**Dataset**
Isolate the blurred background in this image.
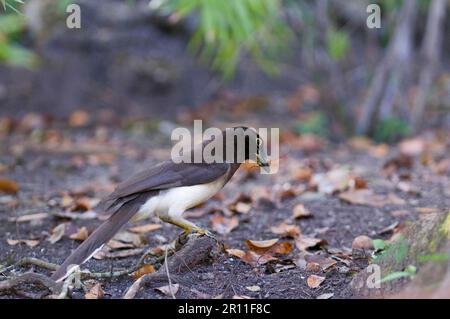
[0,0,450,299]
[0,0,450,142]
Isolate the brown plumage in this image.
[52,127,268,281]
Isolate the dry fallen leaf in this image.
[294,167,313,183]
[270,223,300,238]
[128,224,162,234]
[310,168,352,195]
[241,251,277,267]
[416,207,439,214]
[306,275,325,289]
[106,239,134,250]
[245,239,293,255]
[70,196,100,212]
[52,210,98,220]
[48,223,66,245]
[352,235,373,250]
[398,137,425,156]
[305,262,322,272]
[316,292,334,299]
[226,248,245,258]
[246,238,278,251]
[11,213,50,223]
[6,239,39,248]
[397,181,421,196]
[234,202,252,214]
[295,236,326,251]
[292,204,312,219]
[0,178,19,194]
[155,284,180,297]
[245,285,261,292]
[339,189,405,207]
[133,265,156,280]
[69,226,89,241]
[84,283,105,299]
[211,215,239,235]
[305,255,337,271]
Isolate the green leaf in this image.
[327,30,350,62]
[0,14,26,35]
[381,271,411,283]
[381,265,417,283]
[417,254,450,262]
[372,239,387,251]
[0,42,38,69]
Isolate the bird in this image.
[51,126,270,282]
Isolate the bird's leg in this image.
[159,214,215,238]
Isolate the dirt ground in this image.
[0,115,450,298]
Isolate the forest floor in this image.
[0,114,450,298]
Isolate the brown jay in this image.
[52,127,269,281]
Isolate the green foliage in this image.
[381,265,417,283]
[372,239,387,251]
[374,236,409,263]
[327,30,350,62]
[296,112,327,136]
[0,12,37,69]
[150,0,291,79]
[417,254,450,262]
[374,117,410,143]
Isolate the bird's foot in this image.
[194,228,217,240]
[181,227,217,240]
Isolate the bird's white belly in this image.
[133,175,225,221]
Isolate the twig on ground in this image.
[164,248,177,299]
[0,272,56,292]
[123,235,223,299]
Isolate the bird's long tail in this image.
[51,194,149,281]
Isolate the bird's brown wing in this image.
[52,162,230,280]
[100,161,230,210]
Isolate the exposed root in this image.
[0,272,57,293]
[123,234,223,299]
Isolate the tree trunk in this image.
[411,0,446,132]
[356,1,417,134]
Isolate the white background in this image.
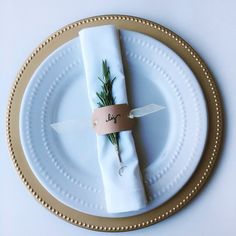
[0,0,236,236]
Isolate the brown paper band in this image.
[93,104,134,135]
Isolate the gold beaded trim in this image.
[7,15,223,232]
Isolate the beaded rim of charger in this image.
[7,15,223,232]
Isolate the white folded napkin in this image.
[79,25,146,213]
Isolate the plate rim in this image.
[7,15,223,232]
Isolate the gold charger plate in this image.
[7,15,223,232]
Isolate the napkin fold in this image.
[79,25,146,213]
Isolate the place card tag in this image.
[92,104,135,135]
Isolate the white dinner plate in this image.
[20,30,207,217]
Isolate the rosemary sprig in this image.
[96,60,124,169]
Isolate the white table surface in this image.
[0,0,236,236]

* * *

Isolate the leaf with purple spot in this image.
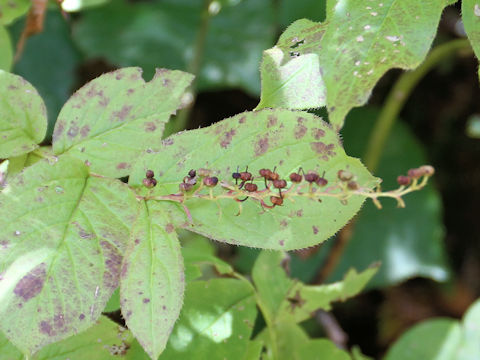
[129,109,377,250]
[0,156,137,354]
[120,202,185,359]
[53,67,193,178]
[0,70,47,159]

**Directions**
Arrange the lines of the entries above as a numbered list, from the line containing "Isolate the blurred background in this image." through the line containing "[52,127,269,281]", both included. Leave out the pictures and any blank lines.

**Output for this exercise**
1. Isolate the blurred background in this image.
2. [0,0,450,299]
3. [0,0,450,142]
4. Isolate the brown plumage in this image.
5. [52,127,268,281]
6. Isolate the dry fallen leaf in this image.
7. [294,167,313,183]
8. [270,223,300,238]
9. [128,224,162,234]
10. [310,168,352,195]
11. [241,251,277,267]
12. [416,207,439,214]
13. [306,275,325,289]
14. [106,239,134,250]
15. [245,239,293,255]
16. [70,196,100,212]
17. [52,210,98,220]
18. [48,223,66,245]
19. [352,235,373,250]
20. [398,137,425,156]
21. [305,262,322,272]
22. [316,292,334,299]
23. [226,248,245,258]
24. [246,238,278,251]
25. [11,213,50,223]
26. [6,239,39,248]
27. [397,181,421,196]
28. [234,202,252,214]
29. [295,236,326,251]
30. [292,204,312,219]
31. [0,178,19,194]
32. [155,284,180,297]
33. [245,285,261,292]
34. [339,189,405,207]
35. [133,265,156,280]
36. [69,226,89,241]
37. [84,283,105,299]
38. [211,215,239,235]
39. [305,255,337,271]
40. Isolate the green leaf in this image.
41. [327,30,350,62]
42. [0,14,26,35]
43. [381,271,411,283]
44. [381,265,417,283]
45. [417,254,450,262]
46. [372,239,387,251]
47. [0,42,38,69]
48. Isolate the bird in this image.
49. [51,126,270,282]
50. Isolate the bird's leg in this image.
51. [159,214,215,238]
52. Isolate the dirt ground in this image.
53. [0,115,450,298]
54. Isolate the forest floor in this image.
55. [0,114,450,298]
56. Isolate the brown jay in this image.
57. [52,127,269,281]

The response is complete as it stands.